▸ **Prompt 1**
Please translate this sentence from the text about lichens on trees into Spanish: "Lichens on tree bark are harmless to the tree."
▸ **Prompt 2**
In the text about lichens on trees, rewrite the stretch from "Lichens on trees" through "disease or pests.", swapping "algae" for "green algae".

The stuff that is often found on the bark of trees is lichens. They are unique and harmless, but some consider them to be unsightly. So what are lichens and what is the treatment for them?
Lichens on trees are a symbiotic relationship between fungus and algae. The fungus grows on the tree bark and collects moisture, which the algae need. The algae then create food from the sunlight to feed the fungus.
Lichens on tree bark are harmless to the tree. Rhizines (similar to roots) allow them to attach to, but not deeply into the bark, thus not harming the tree. Many people think that lichens harm the tree when a tree becomes sick. This is impossible, and most likely the lichen was probably there long before the tree became sick.
While lichens are harmless to trees, some people still want to get rid of them. One way is to scrub the lichens with a soapy solution. Most should come off easily, but don’t scrub too hard, as this could damage the bark, which could lead to disease or pests.
The best treatment is to change the environment where the lichens are growing. Lichens grow best in cool, partly sunny, moist locations. Thinning out tree branches overhead allows more sunlight and airflow to reach the bark. Also, make sure that irrigation water doesn’t routinely hit the lichens.
Lichens live with them or attempt to get rid of them. Sometimes it is better to leave them alone.

▸ **Data shown**
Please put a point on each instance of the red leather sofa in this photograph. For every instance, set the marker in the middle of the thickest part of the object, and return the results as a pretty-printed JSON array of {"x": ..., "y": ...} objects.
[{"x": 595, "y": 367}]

▸ **Response 1**
Los líquenes en la corteza de los árboles son inofensivos para el árbol.

▸ **Response 2**
Lichens on trees are a symbiotic relationship between fungus and green algae. The fungus grows on the tree bark and collects moisture, which the green algae need. The green algae then create food from the sunlight to feed the fungus.
Lichens on tree bark are harmless to the tree. Rhizines (similar to roots) allow them to attach to, but not deeply into the bark, thus not harming the tree. Many people think that lichens harm the tree when a tree becomes sick. This is impossible, and most likely the lichen was probably there long before the tree became sick.
While lichens are harmless to trees, some people still want to get rid of them. One way is to scrub the lichens with a soapy solution. Most should come off easily, but don’t scrub too hard, as this could damage the bark, which could lead to disease or pests.